# [Data to process]
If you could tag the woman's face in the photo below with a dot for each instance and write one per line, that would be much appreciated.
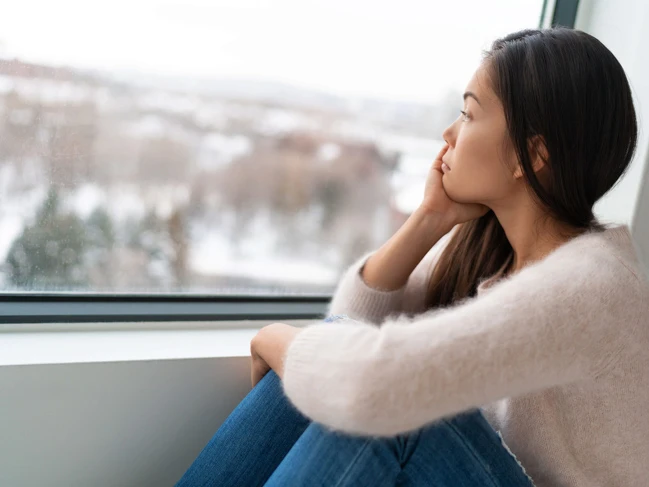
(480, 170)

---

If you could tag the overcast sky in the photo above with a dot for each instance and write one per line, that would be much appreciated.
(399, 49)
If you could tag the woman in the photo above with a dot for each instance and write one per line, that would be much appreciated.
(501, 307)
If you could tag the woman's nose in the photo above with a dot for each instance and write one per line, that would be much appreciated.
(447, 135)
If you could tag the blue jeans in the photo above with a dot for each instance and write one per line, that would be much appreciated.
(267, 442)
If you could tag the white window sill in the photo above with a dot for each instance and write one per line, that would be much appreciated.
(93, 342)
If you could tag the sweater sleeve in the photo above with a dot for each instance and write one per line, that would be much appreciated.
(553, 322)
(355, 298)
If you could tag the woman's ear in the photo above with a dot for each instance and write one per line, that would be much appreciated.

...

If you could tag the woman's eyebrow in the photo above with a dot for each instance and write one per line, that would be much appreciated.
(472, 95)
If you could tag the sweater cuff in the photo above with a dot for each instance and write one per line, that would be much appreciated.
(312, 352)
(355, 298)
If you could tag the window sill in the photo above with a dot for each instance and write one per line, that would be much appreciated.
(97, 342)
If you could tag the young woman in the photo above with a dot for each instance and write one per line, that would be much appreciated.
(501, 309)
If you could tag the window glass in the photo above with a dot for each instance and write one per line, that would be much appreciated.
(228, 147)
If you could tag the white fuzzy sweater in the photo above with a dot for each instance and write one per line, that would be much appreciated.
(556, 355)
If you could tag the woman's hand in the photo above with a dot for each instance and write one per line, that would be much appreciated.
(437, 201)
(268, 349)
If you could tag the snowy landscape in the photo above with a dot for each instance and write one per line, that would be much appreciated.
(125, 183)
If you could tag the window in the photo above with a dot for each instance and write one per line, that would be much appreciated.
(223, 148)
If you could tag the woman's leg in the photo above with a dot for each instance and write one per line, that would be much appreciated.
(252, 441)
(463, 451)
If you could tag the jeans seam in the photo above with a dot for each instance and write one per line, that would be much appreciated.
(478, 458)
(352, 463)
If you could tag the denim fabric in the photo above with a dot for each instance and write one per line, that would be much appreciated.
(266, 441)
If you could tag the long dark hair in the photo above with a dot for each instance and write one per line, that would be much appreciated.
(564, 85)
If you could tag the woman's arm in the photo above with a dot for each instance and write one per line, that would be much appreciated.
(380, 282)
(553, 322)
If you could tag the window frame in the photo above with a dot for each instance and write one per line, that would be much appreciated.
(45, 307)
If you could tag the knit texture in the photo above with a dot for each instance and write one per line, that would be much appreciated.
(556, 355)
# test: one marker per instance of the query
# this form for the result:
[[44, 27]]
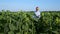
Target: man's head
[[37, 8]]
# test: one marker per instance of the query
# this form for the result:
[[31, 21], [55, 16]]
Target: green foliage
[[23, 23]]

# [Problem to work on]
Would you please repeat exactly the lines above, starting at the line with "If you could tag the sweater sleeve" and stopping at the line with "If you could tag the woman's ear", both included?

# [Expected answer]
If you could tag the sweater sleeve in the photo above with a dot for each instance and write one per line, that would be much appreciated.
(553, 322)
(355, 298)
If you could tag the woman's ear in the photo above with a dot for each instance and write one per line, that would be much appreciated.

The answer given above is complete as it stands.